#### Short problem
Find each line in the items below that contains the string "gray" and copy those lines. Letter case matters.

[Data entries start]

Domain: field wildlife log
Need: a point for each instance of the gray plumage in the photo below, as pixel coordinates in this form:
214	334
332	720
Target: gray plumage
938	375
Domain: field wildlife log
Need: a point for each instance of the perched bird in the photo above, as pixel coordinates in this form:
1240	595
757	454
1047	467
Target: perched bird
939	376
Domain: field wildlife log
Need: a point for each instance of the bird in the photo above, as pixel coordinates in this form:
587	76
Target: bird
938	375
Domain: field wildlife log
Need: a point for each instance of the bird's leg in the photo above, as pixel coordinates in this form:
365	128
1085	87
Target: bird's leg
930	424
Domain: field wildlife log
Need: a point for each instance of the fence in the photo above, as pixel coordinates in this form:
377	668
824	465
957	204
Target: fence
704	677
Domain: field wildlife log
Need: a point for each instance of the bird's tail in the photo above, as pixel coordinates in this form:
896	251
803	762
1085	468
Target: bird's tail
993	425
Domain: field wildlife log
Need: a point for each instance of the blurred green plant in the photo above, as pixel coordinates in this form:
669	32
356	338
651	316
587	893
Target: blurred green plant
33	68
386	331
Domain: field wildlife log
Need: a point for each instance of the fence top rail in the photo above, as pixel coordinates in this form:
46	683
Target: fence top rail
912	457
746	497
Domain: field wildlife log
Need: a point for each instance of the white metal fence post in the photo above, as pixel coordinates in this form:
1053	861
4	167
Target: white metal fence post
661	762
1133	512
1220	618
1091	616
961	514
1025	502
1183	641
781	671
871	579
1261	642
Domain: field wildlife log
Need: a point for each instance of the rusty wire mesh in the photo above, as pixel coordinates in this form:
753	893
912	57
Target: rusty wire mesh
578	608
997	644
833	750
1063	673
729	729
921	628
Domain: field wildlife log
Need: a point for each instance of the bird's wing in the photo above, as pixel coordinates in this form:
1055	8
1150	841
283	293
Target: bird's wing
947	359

[Data entries end]

#### Output below
Need: a point for each instance of the gray plumage in the photo below, as pixel coordinates in this form:
Target: gray plumage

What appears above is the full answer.